Continuing with sharing tips to maintain length on fine natural hair, now we are going to talk about the actual care of your fine tresses. You can read part 1 here. Picking up with the tips…
Wash Hair in 6 Sections
For my hair at the length it’s at now, I’m finding 4 sections is not enough. The crown tends to be a bit more stubborn and requires much more gentle handling. You may find that your crown is the same. I’ve read a lot of ladies complain about their crown area.
On wash day and while applying my pre-poo (another good thing to protect your strands), I section my hair in 6. This way I have the front, middle and back sectioned off. I can attend to washing and conditioning each section more easily and finger detangling (yet another great thing for fine hair) is easier as well. I noticed that I was able to wash my hair much faster in 6 sections vs. 2 or 4. Faster = easier = less manipulation.
Protein, Protein, Protein!
You always read/hear about the importance of moisturizing natural hair. That’s important, no doubt. A dry head of hair will snap, crackle and pop. Moisture is critical. I get it.
BUT, protein. So many ladies have said they have “protein sensitive” hair. I’m sorry ladies but I don’t agree there is such a thing. I believe the amount and type of protein should vary by individual head. For us fine hair curlies, a regular regimen of protein is critical.
Protein not only adds “weight” to our strands over time. It helps to curtail breakage. Since our hair is made predominantly of protein, it makes sense. I use protein in my hair regimen weekly. I alternative the protein I use between Aubrey Organics GPB (Glycogen Protein Balancing Conditioner) and a tweaked version of my friend Shelli’s goat’s milk conditioner recipe. I’ve found my happy protein spot! I experience very little breakage between and on wash days. That’s because my hair is stronger thanks to the protein.

● ● ● ● ●

• [Using the information]:
1. Based on the hair care text, decide whether each statement is true: (a) The writer sections hair into 6 parts on wash day. (b) The writer agrees that some hair is protein sensitive. (c) The writer uses protein in a monthly regimen. Answer yes or no for each, quoting the words that settle it.
2. Copy the hair care text word for word from "You always read/hear" to "critical. I get it.".
The items after this point are unrelated to the hair care text.

● ● ● ● ●

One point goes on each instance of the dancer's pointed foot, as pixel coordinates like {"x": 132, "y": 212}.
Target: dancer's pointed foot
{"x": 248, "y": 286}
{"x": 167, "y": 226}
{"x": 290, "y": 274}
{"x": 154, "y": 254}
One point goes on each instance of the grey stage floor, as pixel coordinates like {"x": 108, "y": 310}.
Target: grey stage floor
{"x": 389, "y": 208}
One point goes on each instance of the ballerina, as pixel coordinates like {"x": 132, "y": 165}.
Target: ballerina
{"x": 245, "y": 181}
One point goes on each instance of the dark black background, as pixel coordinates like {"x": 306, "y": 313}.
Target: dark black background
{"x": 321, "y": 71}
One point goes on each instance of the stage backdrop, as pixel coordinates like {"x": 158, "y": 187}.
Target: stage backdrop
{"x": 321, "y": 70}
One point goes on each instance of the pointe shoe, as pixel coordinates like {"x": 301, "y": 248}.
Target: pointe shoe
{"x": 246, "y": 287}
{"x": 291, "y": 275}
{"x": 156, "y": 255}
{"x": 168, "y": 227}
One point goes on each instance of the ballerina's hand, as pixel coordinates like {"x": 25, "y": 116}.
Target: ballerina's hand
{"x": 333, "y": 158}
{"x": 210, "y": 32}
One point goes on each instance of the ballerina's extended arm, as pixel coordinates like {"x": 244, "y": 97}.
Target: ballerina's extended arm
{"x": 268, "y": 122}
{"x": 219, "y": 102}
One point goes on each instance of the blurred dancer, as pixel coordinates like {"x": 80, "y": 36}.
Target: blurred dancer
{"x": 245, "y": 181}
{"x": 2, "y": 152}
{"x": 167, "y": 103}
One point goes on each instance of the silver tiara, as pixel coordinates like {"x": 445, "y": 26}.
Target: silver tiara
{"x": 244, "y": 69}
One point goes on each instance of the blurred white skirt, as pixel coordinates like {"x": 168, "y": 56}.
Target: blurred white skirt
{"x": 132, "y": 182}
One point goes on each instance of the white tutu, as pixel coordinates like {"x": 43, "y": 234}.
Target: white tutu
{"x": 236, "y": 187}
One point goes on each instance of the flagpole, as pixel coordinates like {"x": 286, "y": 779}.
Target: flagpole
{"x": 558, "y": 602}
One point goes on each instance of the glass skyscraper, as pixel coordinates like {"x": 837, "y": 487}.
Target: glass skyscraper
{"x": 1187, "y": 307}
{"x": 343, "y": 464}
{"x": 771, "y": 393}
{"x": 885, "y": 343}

● ● ● ● ●

• [Task solutions]:
1.
(a) Yes: "I section my hair in 6."
(b) No: "I’m sorry ladies but I don’t agree there is such a thing."
(c) No: "I use protein in my hair regimen weekly."

2.
You always read/hear about the importance of moisturizing natural hair. That’s important, no doubt. A dry head of hair will snap, crackle and pop. Moisture is critical. I get it.